Your task is to write out exactly the lines from the line containing "the roof eave" through the end of the records, inclusive at both ends.

□ □ □ □

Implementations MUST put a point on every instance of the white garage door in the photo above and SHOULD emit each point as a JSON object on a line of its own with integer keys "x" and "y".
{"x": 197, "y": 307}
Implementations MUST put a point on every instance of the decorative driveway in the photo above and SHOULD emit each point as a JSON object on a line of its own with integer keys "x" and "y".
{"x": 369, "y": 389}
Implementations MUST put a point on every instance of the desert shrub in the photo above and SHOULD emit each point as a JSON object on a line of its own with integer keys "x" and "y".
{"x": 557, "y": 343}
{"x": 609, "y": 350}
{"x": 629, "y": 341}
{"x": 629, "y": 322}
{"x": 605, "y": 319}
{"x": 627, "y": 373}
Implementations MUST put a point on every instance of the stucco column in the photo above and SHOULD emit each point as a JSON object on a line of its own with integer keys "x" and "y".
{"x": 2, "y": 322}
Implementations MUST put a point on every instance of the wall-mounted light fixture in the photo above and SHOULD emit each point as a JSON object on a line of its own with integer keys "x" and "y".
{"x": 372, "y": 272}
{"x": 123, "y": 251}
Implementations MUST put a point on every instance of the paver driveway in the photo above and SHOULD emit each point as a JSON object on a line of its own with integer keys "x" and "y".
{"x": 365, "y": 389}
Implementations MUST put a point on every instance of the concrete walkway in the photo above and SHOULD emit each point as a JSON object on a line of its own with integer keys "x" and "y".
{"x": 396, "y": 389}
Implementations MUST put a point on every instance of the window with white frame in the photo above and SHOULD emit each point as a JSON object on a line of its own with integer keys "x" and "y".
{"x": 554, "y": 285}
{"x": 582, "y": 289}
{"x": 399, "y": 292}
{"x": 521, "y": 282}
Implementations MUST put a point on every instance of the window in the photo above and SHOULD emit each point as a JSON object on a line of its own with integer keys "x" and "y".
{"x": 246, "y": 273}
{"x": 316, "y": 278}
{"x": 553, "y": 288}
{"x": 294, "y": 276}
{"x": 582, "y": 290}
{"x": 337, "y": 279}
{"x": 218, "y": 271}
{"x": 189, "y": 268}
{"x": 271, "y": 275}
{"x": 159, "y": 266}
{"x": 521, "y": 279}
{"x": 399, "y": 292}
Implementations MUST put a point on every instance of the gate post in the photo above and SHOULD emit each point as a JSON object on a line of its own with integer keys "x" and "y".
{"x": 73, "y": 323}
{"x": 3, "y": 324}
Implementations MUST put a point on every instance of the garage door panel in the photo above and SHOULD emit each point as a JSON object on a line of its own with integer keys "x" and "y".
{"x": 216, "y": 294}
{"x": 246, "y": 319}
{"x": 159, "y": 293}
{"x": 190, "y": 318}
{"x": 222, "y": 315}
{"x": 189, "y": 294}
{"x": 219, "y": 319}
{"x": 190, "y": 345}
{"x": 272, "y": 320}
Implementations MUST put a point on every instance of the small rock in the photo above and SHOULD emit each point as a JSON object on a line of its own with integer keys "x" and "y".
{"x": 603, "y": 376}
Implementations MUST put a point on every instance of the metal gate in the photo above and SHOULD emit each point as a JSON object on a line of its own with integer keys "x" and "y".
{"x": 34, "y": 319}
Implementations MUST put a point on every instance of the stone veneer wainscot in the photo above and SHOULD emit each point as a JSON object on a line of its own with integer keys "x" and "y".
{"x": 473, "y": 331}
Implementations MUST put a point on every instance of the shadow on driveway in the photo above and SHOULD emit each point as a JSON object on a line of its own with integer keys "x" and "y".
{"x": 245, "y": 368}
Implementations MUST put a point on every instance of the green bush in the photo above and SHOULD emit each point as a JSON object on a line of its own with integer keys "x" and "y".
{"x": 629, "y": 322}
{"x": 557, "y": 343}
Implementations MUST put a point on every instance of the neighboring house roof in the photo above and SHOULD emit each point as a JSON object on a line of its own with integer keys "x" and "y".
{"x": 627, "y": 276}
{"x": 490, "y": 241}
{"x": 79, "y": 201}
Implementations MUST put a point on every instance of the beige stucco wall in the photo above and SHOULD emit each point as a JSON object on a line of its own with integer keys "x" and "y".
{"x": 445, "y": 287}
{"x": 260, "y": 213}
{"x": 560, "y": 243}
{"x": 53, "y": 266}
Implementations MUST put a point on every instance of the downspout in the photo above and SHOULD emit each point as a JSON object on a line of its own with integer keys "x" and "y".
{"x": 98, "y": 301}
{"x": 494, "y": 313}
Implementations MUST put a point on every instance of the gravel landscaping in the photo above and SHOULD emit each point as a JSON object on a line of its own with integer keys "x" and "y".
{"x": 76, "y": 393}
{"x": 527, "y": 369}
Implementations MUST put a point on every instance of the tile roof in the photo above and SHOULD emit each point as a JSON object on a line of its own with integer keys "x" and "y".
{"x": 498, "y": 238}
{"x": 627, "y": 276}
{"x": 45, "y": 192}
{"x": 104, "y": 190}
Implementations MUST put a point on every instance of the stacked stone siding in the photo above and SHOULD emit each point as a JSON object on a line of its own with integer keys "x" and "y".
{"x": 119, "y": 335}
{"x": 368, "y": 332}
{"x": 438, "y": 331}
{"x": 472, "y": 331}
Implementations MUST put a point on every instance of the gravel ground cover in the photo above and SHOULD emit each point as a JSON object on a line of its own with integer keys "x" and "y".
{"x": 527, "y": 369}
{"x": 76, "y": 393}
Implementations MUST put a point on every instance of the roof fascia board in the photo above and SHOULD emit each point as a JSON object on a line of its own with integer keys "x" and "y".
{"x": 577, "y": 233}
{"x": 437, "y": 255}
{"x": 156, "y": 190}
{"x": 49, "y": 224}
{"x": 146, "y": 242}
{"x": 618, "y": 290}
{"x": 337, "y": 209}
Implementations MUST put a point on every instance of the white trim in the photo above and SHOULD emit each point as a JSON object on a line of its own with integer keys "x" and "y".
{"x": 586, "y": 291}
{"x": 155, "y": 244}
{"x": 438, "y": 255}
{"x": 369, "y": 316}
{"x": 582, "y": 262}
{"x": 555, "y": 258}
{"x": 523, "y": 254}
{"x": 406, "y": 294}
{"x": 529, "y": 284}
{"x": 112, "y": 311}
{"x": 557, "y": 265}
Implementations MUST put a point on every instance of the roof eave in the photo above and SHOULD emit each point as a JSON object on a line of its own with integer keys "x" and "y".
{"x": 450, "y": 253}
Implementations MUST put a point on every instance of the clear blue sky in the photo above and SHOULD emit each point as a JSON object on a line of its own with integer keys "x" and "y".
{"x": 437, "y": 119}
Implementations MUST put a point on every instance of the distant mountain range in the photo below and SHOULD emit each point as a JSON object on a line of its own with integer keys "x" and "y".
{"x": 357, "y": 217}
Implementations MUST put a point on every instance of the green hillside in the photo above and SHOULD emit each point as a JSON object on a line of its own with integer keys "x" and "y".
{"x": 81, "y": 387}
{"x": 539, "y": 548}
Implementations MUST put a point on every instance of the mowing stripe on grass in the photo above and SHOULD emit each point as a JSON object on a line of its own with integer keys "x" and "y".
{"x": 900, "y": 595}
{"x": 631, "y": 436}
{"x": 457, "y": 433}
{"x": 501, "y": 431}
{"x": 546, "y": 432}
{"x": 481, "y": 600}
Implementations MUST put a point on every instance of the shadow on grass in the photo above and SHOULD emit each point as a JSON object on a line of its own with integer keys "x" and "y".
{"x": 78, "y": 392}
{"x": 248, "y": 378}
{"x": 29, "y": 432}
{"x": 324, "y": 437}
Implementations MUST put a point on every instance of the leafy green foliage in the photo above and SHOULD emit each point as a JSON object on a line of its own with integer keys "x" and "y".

□ □ □ □

**Written response:**
Implementations MUST put a point on every instance of the roof eave in the photo above and SHOULD emit each point as a JSON object on a line of its own with integer keys "x" and "y".
{"x": 450, "y": 253}
Implementations MUST put a point on every instance of the clear blue sky in the photo above and SHOULD emit each point as a JSON object on a line of its own with integer keys "x" and "y".
{"x": 437, "y": 119}
Implementations MUST put a point on every instance of the distant mountain range in the photo below and SHOULD emit each point as a JSON object on a line of its own with integer keys "x" and "y".
{"x": 357, "y": 217}
Implementations MUST put a point on every instance of the green hillside in the photo above and SHOULD emit each point as a JSON object on a line of its own with integer keys "x" and "y".
{"x": 81, "y": 387}
{"x": 539, "y": 548}
Implementations MUST put a point on every instance of the mowing stripe on grass in the photo above and SHOULD emit each point as a JSON object on a line of its own with integer keys "x" and "y".
{"x": 900, "y": 595}
{"x": 631, "y": 436}
{"x": 457, "y": 433}
{"x": 501, "y": 431}
{"x": 546, "y": 432}
{"x": 481, "y": 600}
Implementations MUST put a point on every instance of the shadow on grass in the photo above and SHOULD emit each point as a JSON object on a line of its own with integer keys "x" and "y".
{"x": 78, "y": 392}
{"x": 248, "y": 378}
{"x": 29, "y": 432}
{"x": 324, "y": 437}
Implementations MUST put a point on every instance of the leafy green foliage in the photo above and SHOULD emit each point as a JSON object on a line of its own with integer keys "x" and "y".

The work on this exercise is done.